TEXT PASSAGE:
4.2. i'm also throwing this note in based on Java StringTokenizer's throwing an exception if nextElement() is called w/o hasMoreTokens() having returned true prior to that. Quick look at the source appears to suggest that nsCharSeparatedTokenizer works differently and (at least currently) returns an empty string instead. Forgive me for not having time to verify that, but i hope those who are already building FX 4 can take a quick look to make sure current empty pref handling wouldn't crash the app, for instance.

Accounting for all of this should easy, except maybe item 3., which necessitates a patch for another class.

P.S. For the record, I can't wait for this fix.
Comment 89 Reşat SABIQ (Reshat) 2010-07-31 17:20:38 PDT
Just noticed this as well:
5. Currently (FX <=3.6.x, country code in navigator.language is upper-case, whereas accept-language pref's country code is lower-case. 
Should navigator.language value be:
5.a. backwards compatible
(this doesn't seem feasible, because some locales have country code in accept-lang, and no country code in navigator.language; either that's something sites will need to adjust to, or there'd need to be a map of first-accept-lang=ui-lang pairs based on FX 3.6.x used for 100% backwards-compatibility)
or
5.b. upper-case
or
5.c. lower-case

IMHO, ideally 5.a., but 5.b. would be easier to implement and more consistent, at the expense of additional country code for some locales and/or case change for some locales (sorry, i haven't analyzed other locales for letter-case). If sites can adjust to UA format change for ALL locales, they can also adjust to navigator.language values changing slightly for SOME locales (but it might  warrant a list of before-after values for affected locales).

REQUEST: Carry on the forum discussion of navigator.language and the accept-language pref, starting right after its final sentence.

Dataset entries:
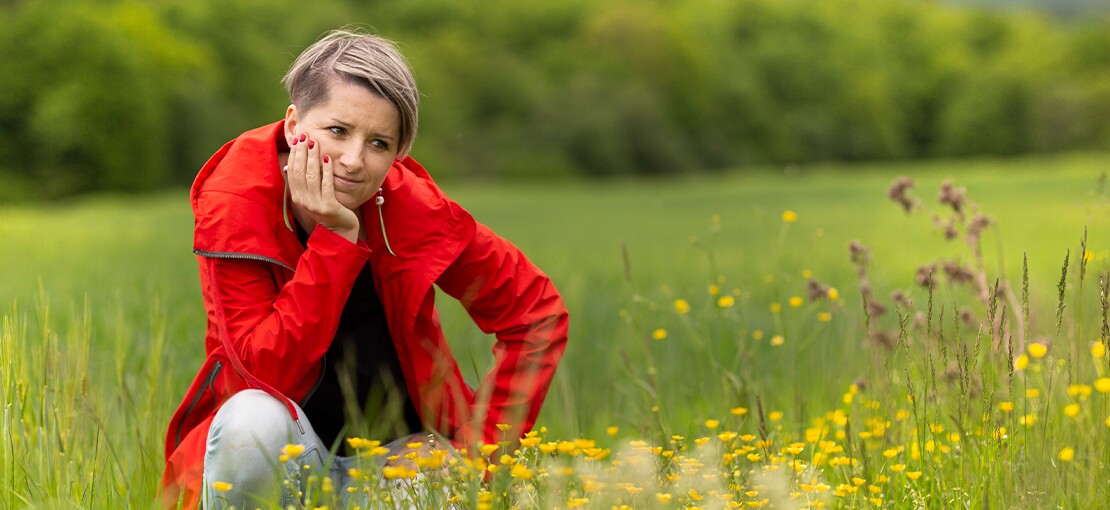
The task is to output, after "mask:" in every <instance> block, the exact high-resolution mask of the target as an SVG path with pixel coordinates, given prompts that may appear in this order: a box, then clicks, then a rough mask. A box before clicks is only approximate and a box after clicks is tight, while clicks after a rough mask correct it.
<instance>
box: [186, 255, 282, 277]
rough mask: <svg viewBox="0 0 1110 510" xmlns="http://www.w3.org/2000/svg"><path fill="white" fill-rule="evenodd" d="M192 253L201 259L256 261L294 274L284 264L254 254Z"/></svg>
mask: <svg viewBox="0 0 1110 510" xmlns="http://www.w3.org/2000/svg"><path fill="white" fill-rule="evenodd" d="M193 253H196V254H199V256H201V257H211V258H214V259H241V260H258V261H261V262H270V263H273V264H278V266H281V267H283V268H285V269H289V270H290V271H293V272H296V270H295V269H293V268H291V267H289V266H286V264H285V263H284V262H282V261H280V260H278V259H271V258H270V257H263V256H260V254H254V253H236V252H233V251H208V250H193Z"/></svg>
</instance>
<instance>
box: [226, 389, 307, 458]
mask: <svg viewBox="0 0 1110 510" xmlns="http://www.w3.org/2000/svg"><path fill="white" fill-rule="evenodd" d="M297 412H300V408H297ZM300 436H301V433H300V430H299V429H297V426H296V423H295V422H294V421H293V417H292V416H291V414H290V412H289V408H286V407H285V404H284V403H283V402H282V401H280V400H278V399H276V398H274V397H273V396H271V394H270V393H266V392H265V391H262V390H243V391H240V392H238V393H235V394H234V396H232V397H231V398H230V399H228V401H226V402H224V403H223V406H222V407H221V408H220V410H219V411H218V412H216V414H215V418H214V419H213V420H212V426H211V429H210V430H209V439H208V447H209V449H210V450H211V449H213V448H219V449H223V448H228V449H230V450H240V449H244V448H261V449H262V450H264V451H274V450H276V449H280V448H281V447H282V446H285V444H289V443H300V442H303V440H302V438H300Z"/></svg>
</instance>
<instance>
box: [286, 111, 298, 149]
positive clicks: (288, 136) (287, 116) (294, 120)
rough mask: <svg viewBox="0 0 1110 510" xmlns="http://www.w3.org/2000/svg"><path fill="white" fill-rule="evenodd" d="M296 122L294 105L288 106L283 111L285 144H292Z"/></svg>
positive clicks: (295, 116) (296, 116)
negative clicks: (288, 106)
mask: <svg viewBox="0 0 1110 510" xmlns="http://www.w3.org/2000/svg"><path fill="white" fill-rule="evenodd" d="M297 120H299V119H297V109H296V104H290V106H289V108H286V109H285V143H289V144H292V143H293V139H294V138H295V137H296V123H297Z"/></svg>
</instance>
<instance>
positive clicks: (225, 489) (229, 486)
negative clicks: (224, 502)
mask: <svg viewBox="0 0 1110 510" xmlns="http://www.w3.org/2000/svg"><path fill="white" fill-rule="evenodd" d="M232 487H233V486H232V484H231V483H228V482H212V490H214V491H216V492H228V491H229V490H231V488H232Z"/></svg>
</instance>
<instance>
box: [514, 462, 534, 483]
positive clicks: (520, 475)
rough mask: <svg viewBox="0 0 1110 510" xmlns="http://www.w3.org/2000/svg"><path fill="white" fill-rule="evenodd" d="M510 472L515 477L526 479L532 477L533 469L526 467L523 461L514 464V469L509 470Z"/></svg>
mask: <svg viewBox="0 0 1110 510" xmlns="http://www.w3.org/2000/svg"><path fill="white" fill-rule="evenodd" d="M508 474H509V476H512V477H513V478H519V479H524V480H529V479H532V470H529V469H528V468H526V467H524V464H521V463H516V464H513V469H512V470H509V472H508Z"/></svg>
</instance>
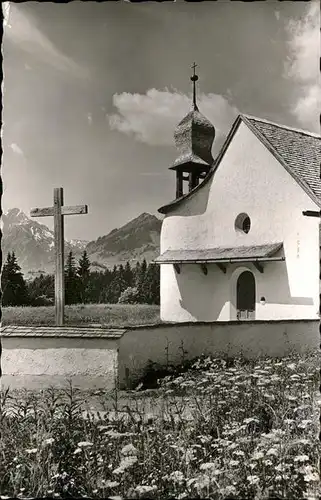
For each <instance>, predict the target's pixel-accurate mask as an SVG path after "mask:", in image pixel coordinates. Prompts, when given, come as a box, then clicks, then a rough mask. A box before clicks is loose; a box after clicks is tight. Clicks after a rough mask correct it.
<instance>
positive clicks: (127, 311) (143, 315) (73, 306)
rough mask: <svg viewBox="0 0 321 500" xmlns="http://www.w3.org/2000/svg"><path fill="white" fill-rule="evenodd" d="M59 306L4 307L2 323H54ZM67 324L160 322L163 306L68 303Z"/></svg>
mask: <svg viewBox="0 0 321 500" xmlns="http://www.w3.org/2000/svg"><path fill="white" fill-rule="evenodd" d="M54 314H55V309H54V307H53V306H44V307H3V308H2V326H6V325H25V326H27V325H46V326H49V325H54V321H55V320H54ZM65 322H66V325H81V324H94V323H96V324H104V325H106V326H112V327H121V326H130V325H142V324H151V323H160V317H159V306H150V305H145V304H137V305H125V304H110V305H108V304H86V305H74V306H66V308H65Z"/></svg>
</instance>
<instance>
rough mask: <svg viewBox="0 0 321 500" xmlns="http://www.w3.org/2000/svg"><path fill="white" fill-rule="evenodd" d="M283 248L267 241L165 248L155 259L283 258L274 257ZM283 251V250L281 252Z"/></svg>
mask: <svg viewBox="0 0 321 500" xmlns="http://www.w3.org/2000/svg"><path fill="white" fill-rule="evenodd" d="M282 248H283V243H267V244H265V245H251V246H240V247H228V248H226V247H217V248H203V249H198V250H184V249H183V250H166V252H164V253H163V254H162V255H160V256H159V257H157V259H155V261H154V262H155V263H156V264H173V263H202V262H204V263H208V262H230V261H252V260H262V261H268V260H271V259H272V260H276V259H278V260H284V257H283V255H280V256H279V257H274V256H275V254H276V253H277V252H279V250H281V249H282ZM281 253H283V252H281Z"/></svg>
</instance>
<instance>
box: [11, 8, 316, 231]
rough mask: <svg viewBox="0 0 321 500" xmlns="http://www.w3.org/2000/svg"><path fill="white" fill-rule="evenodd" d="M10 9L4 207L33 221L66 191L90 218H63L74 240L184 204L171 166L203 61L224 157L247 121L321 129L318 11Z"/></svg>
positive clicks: (201, 98)
mask: <svg viewBox="0 0 321 500" xmlns="http://www.w3.org/2000/svg"><path fill="white" fill-rule="evenodd" d="M3 6H4V8H5V16H6V18H5V30H4V38H3V47H2V51H3V71H4V82H3V130H2V141H3V160H2V179H3V185H4V193H3V198H2V209H3V211H7V210H8V209H10V208H14V207H18V208H20V209H21V210H23V211H24V212H25V213H26V214H27V215H28V214H29V212H30V210H31V209H32V208H35V207H47V206H51V205H52V203H53V188H54V187H63V188H64V202H65V204H66V205H80V204H87V205H88V210H89V213H88V214H87V215H77V216H68V217H65V236H66V238H67V239H72V238H77V239H83V240H93V239H96V238H98V237H99V236H102V235H105V234H107V233H108V232H109V231H111V230H112V229H114V228H116V227H120V226H122V225H123V224H125V223H127V222H128V221H129V220H131V219H132V218H134V217H136V216H138V215H139V214H141V213H142V212H149V213H152V214H155V215H157V209H158V208H159V207H160V206H162V205H164V204H166V203H168V202H170V201H171V200H173V199H174V198H175V188H176V184H175V174H174V173H173V172H172V171H170V170H168V168H169V167H170V166H171V165H172V164H173V162H174V160H175V158H176V149H175V146H174V140H173V134H174V130H175V126H176V125H177V124H178V123H179V121H180V120H181V119H182V118H183V117H184V116H185V115H186V114H187V113H188V112H189V110H190V108H191V90H192V89H191V82H190V76H191V72H192V70H191V65H192V63H193V61H196V63H197V65H198V66H197V68H196V70H197V73H198V75H199V82H198V83H199V85H198V89H197V92H198V105H199V109H200V111H201V112H202V113H203V114H204V115H205V116H206V117H207V118H208V119H210V121H211V122H212V123H213V125H214V126H215V130H216V136H215V140H214V145H213V154H214V157H215V156H216V155H217V153H218V151H219V148H220V147H221V146H222V143H223V141H224V138H225V137H226V135H227V133H228V131H229V128H230V127H231V125H232V123H233V121H234V120H235V118H236V117H237V115H238V114H239V113H246V114H251V115H255V116H258V117H261V118H265V119H268V120H272V121H274V122H278V123H282V124H285V125H289V126H292V127H298V128H303V129H307V130H310V131H312V132H319V111H320V104H321V100H320V73H319V52H320V38H319V37H320V32H319V25H320V19H319V16H320V15H319V3H318V2H314V1H311V2H300V1H295V2H278V1H272V0H271V1H269V0H268V1H265V2H237V1H234V2H227V1H225V0H222V1H217V2H200V3H194V2H192V3H188V2H184V1H180V0H178V1H177V2H175V3H174V2H173V3H171V2H164V3H154V2H149V3H143V4H131V3H129V2H126V1H121V2H103V3H96V2H77V1H73V2H70V3H68V4H59V3H50V2H48V3H47V2H25V3H21V4H14V3H10V9H8V8H7V7H8V3H6V4H3ZM158 216H159V217H161V216H160V215H159V214H158ZM39 222H41V223H44V224H46V225H48V226H49V227H50V228H52V225H53V221H52V219H51V218H42V219H39Z"/></svg>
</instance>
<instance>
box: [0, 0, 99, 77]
mask: <svg viewBox="0 0 321 500" xmlns="http://www.w3.org/2000/svg"><path fill="white" fill-rule="evenodd" d="M6 4H7V2H6ZM5 9H6V10H5ZM4 14H5V19H6V20H5V23H6V24H5V32H4V37H5V38H8V40H10V41H11V42H12V43H13V44H15V45H17V46H19V47H20V48H21V49H22V50H24V51H26V52H29V53H30V54H32V56H34V57H37V58H38V59H40V60H42V61H43V62H46V63H47V64H49V65H51V66H52V67H54V68H55V69H57V70H59V71H62V72H65V73H68V74H70V75H73V76H75V77H77V78H83V79H88V78H89V76H90V75H89V71H88V70H87V69H86V68H84V67H82V66H81V65H80V64H78V63H77V62H75V61H74V60H73V59H72V58H71V57H68V56H66V55H65V54H63V53H62V52H61V51H60V50H59V49H58V48H57V47H56V46H55V45H54V44H53V42H52V41H50V40H49V38H48V37H47V36H46V35H45V34H44V33H42V32H41V31H40V29H39V28H38V27H37V25H36V20H35V19H34V18H33V17H32V16H31V15H30V13H26V12H24V11H23V10H21V9H20V8H19V7H18V6H17V5H15V4H13V3H10V8H9V7H8V6H7V5H6V6H4ZM9 21H10V24H9Z"/></svg>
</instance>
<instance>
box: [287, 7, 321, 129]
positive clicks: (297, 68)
mask: <svg viewBox="0 0 321 500" xmlns="http://www.w3.org/2000/svg"><path fill="white" fill-rule="evenodd" d="M287 30H288V32H289V34H290V40H289V47H290V58H289V60H288V62H287V63H286V65H285V76H287V77H290V78H294V79H295V80H296V81H297V82H298V84H299V88H300V93H299V96H298V97H297V100H296V102H295V103H294V105H293V108H292V113H293V115H294V116H295V117H296V118H297V119H298V120H299V122H300V123H301V124H302V126H304V127H306V128H308V129H309V130H313V131H316V132H319V112H320V109H321V88H320V84H321V79H320V70H319V55H320V31H319V30H320V11H319V2H316V1H312V2H310V3H309V4H308V8H307V13H306V16H305V17H304V18H301V19H299V20H291V21H290V22H289V24H288V26H287Z"/></svg>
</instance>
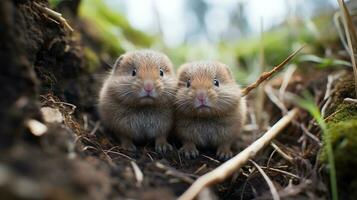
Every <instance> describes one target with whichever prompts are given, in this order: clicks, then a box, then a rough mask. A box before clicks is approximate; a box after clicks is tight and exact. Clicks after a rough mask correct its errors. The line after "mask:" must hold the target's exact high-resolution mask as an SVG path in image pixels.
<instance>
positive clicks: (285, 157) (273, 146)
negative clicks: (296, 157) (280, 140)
mask: <svg viewBox="0 0 357 200" xmlns="http://www.w3.org/2000/svg"><path fill="white" fill-rule="evenodd" d="M270 145H271V146H272V147H273V148H274V149H275V150H276V152H278V153H279V154H280V155H281V157H283V158H284V159H285V160H287V161H289V162H290V163H293V161H294V159H293V158H292V157H291V156H289V155H288V154H286V153H285V152H284V151H283V150H281V149H280V147H279V146H278V145H276V144H275V143H274V142H271V143H270Z"/></svg>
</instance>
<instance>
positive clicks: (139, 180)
mask: <svg viewBox="0 0 357 200" xmlns="http://www.w3.org/2000/svg"><path fill="white" fill-rule="evenodd" d="M130 164H131V167H132V168H133V171H134V174H135V179H136V182H137V186H139V187H140V186H141V184H142V182H143V180H144V174H143V172H142V171H141V170H140V168H139V166H138V165H137V164H136V162H134V161H131V162H130Z"/></svg>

EXPECTED ANSWER:
Comment 90 Reşat SABIQ (Reshat) 2010-07-31 17:45:17 PDT
(In reply to comment #89)
> 5.b. upper-case
> or
> 5.c. lower-case
Clarification, I meant:
5.b. using upper-case country code
or
5.c. using lower-case country code
Comment 91 [not reading bugmail] 2010-07-31 17:56:11 PDT
That can be addressed in another bug if it needs to be changed.
Comment 92 Reşat SABIQ (Reshat) 2010-07-31 18:03:51 PDT
(In reply to comment #88)
> 3. Update urls: %LOCALE% in chrome prefs is resolved by navigator.language as
> of now, AFAIK. I'm 99.9% sure that the current UI language shouldn't be changed
> by an update based on preferred content language. If that's the case, then
> there needs to be an additional patch (in this bug or another), that accounts
> for necessary additional logic that is now required to substitute %LOCALE% in
> chrome app.update.url pref w/ UI lang, rather than navigator.language value.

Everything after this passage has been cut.